### Your goal
Reproduce the material below line for line, without changing a single character.

### Listed entries

════════════════

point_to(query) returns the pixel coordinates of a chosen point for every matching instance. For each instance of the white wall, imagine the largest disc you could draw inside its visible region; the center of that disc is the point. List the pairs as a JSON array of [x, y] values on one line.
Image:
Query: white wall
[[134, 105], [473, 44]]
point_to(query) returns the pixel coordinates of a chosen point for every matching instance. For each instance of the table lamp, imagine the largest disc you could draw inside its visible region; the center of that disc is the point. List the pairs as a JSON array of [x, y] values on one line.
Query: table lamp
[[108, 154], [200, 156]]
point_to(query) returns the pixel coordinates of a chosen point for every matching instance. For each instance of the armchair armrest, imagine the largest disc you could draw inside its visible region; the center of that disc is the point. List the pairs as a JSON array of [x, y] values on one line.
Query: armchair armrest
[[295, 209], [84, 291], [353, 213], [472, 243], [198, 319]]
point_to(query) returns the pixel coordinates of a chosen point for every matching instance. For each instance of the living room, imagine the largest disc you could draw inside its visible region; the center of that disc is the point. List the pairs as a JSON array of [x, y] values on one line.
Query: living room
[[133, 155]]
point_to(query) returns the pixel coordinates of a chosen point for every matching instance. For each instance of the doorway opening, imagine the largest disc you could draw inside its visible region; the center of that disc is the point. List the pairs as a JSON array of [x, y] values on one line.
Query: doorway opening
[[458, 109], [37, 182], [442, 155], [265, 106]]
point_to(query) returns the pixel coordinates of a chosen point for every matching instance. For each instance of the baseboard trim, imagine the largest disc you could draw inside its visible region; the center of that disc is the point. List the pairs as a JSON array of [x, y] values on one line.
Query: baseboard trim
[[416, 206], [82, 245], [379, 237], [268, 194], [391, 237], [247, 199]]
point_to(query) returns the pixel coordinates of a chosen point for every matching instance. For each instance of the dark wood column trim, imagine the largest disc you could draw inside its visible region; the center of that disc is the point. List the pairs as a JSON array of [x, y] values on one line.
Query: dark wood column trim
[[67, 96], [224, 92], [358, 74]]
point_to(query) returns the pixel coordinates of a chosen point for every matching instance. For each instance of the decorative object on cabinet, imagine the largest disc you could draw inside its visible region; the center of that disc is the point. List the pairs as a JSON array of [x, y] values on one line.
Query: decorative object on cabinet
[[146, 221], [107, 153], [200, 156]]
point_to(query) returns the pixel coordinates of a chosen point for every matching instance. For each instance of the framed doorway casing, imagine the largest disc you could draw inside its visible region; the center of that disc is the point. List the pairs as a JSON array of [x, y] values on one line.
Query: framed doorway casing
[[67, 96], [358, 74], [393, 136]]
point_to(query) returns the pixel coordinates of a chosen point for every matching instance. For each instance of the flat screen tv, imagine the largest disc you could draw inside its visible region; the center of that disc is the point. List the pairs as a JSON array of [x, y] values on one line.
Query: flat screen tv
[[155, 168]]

════════════════

### Solved problem
point_to(query) returns the pixel coordinates of a chosen point for every matching instance. For each instance of the white wall, imagine the largest disc you could draw inside its visible region; the center of that disc is the point. List the pairs as a JSON array of [x, y] values on one line.
Image:
Query: white wall
[[134, 105], [473, 44]]
point_to(query) returns the pixel coordinates of a chosen point for every matching instance. For each instance of the table lamp, imagine the largest disc you could draw inside its visible region; the center of that disc is the point. List the pairs as a JSON array of [x, y] values on one line.
Query: table lamp
[[108, 154], [200, 156]]
point_to(query) returns the pixel coordinates of a chosen point for every matching instance. For each instance of the armchair armrest, imagine the largest disc you could draw inside its visible region; the center of that disc is the point. List the pairs as a JSON array of [x, y] values on one line.
Query: armchair armrest
[[295, 209], [84, 291], [353, 213], [472, 243], [198, 319]]
point_to(query) returns the pixel coordinates of a chosen point for every matching instance. For each instance of the living room, imagine the largest disc you could draw inside its visible region; the center of that disc is the point. List the pairs as a JSON array of [x, y] values on one line.
Query: living room
[[133, 155]]
point_to(query) returns the pixel coordinates of a chosen point for every matching instance. For each instance of the doorway opening, imagine the largest disc you could draw inside its visible region; the center of that disc is the point. List the pairs as a JSON array of [x, y] values on one line.
Query: doorway opening
[[458, 109], [37, 182], [442, 155], [265, 106]]
point_to(query) returns the pixel coordinates of a chosen point for every matching instance. For each instance of the baseboard trim, imagine the largest disc you could draw inside its visible region; the center of that disc is the point. List the pairs as a JSON array of [x, y] values on one line.
Query: baseboard trim
[[416, 206], [82, 245], [379, 237], [268, 194], [391, 237], [247, 199]]
point_to(query) returns the pixel coordinates of a chosen point for every matching instance. For each instance of the dark wood column trim, imagine the largest disc you could draw inside its visible region; the center of that disc is the point. List the pairs as a JSON array of [x, y] values on one line.
Query: dark wood column trim
[[67, 96], [224, 92], [358, 74]]
point_to(query) returns the pixel coordinates of a chosen point for every matching instance. For each instance of the decorative object on cabinet, imagine the largest disc you could draw inside its visible region; the center of that disc is the point. List the pairs as a JSON array of [x, y] values on one line.
Query: decorative object on cabinet
[[146, 221], [107, 153], [200, 156]]
point_to(query) returns the pixel coordinates of a chosen point for every matching instance. For each instance of the framed doorway casing, imagine the largest disc you could draw inside its visible region; the center of that disc is the point. List the pairs as a JSON array of [x, y] values on one line.
Query: framed doorway casing
[[67, 96], [358, 74], [393, 136]]
point_to(query) returns the pixel coordinates of a chosen point for every matching instance. For each instance of the flat screen tv, imagine the largest disc you could draw inside its visible region; the center of that disc is the point. List the pairs as a JSON array of [x, y] values on one line.
Query: flat screen tv
[[155, 168]]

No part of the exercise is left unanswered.